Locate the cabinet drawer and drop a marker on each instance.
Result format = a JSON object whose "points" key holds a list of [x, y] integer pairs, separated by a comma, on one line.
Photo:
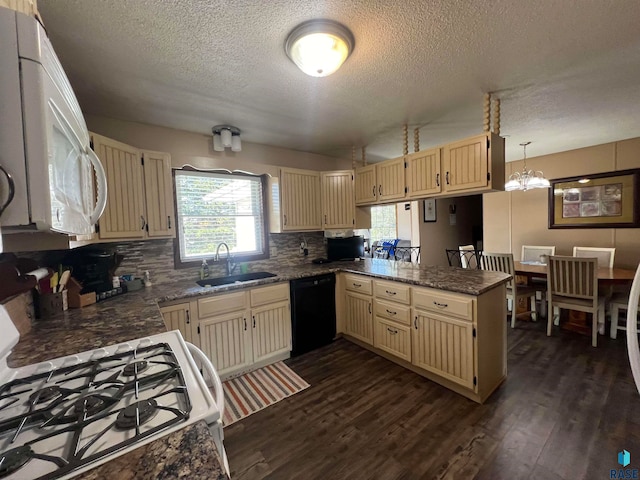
{"points": [[393, 291], [270, 294], [358, 283], [392, 311], [228, 302], [392, 338], [452, 304]]}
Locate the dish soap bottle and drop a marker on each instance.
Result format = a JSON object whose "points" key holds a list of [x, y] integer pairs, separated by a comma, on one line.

_ _ _ _

### Task prompt
Copy every one of the entries above verbatim, omitting the pictures.

### Task result
Locate the cabinet drawer and drop a marker on each instance.
Result format = a JSON object whose "points" key holds a list of [x, y] integer pairs, separated by a comma, on one line.
Photo:
{"points": [[393, 291], [270, 294], [358, 283], [392, 311], [228, 302], [392, 338], [452, 304]]}
Locate the dish soap bottle and drop a marker on each instance.
Result format = a JSON object whose "points" key holds a list of [x, y] integer pairs, separated by a comma, on one line.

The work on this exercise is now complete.